### REQUIRED ACTION
Go through the material below and copy each line where the word "feather" appears.

### AVAILABLE DATA
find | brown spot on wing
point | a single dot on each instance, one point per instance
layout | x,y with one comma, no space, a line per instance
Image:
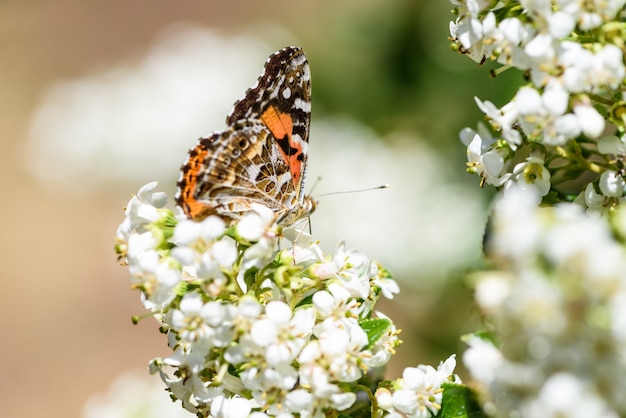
281,126
189,182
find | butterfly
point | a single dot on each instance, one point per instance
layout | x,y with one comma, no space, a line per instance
262,156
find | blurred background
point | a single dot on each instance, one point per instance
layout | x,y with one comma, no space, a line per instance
99,98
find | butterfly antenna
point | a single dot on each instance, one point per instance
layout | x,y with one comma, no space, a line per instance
382,186
317,180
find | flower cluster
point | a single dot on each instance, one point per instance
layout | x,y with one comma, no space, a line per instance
567,124
556,300
255,330
418,393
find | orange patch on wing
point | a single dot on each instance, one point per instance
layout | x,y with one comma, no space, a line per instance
193,208
281,126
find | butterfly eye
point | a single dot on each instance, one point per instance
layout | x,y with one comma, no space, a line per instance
221,176
243,143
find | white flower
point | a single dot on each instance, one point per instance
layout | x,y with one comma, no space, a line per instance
612,184
482,360
516,227
591,122
237,407
486,162
492,290
282,332
254,225
502,120
612,145
418,393
531,176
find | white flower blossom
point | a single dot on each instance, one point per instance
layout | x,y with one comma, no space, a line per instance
253,329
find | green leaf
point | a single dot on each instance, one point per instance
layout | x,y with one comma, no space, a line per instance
460,402
375,328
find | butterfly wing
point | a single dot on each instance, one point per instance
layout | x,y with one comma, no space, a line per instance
281,100
261,158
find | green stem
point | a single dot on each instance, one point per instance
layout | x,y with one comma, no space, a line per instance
595,168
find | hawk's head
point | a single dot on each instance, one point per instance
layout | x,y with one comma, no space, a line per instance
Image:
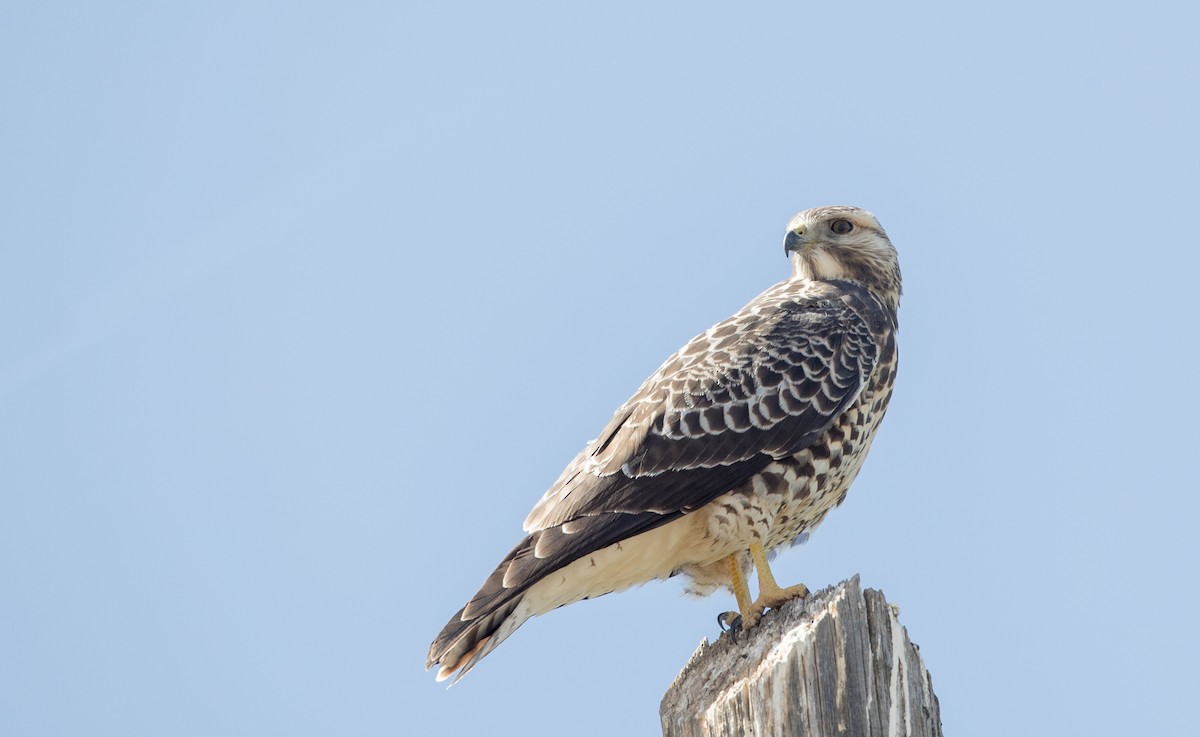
844,243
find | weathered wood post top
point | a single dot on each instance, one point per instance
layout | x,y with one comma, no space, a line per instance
838,663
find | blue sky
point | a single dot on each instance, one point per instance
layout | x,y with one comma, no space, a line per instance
303,307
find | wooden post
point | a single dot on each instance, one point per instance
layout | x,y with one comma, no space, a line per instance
838,663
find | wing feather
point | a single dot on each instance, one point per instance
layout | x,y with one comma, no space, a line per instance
760,385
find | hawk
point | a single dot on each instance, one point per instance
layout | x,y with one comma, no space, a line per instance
737,445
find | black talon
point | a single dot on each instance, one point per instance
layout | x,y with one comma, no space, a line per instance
730,622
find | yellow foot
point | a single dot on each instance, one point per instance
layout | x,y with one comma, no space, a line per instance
772,599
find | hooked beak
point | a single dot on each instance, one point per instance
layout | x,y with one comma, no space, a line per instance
795,240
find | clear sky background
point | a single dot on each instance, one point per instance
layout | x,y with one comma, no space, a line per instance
303,307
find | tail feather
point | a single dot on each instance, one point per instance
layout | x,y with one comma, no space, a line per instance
462,643
502,605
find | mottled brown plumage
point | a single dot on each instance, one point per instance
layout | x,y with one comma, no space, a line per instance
738,443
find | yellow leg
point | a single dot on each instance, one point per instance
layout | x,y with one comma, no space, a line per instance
769,593
739,585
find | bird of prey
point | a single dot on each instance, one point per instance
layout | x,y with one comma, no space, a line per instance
737,445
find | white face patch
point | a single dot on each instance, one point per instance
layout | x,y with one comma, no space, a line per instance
819,264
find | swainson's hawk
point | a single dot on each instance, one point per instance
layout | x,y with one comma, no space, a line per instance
736,445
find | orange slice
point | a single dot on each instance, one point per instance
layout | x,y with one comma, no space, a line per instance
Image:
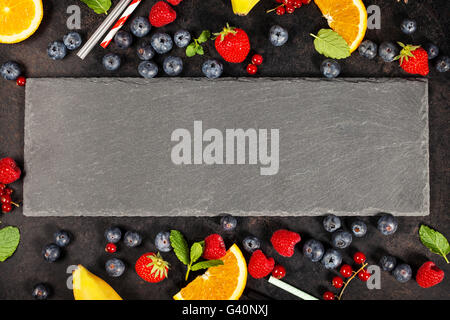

### PROBLEM SOLUTION
find | wing feather
find | tail feather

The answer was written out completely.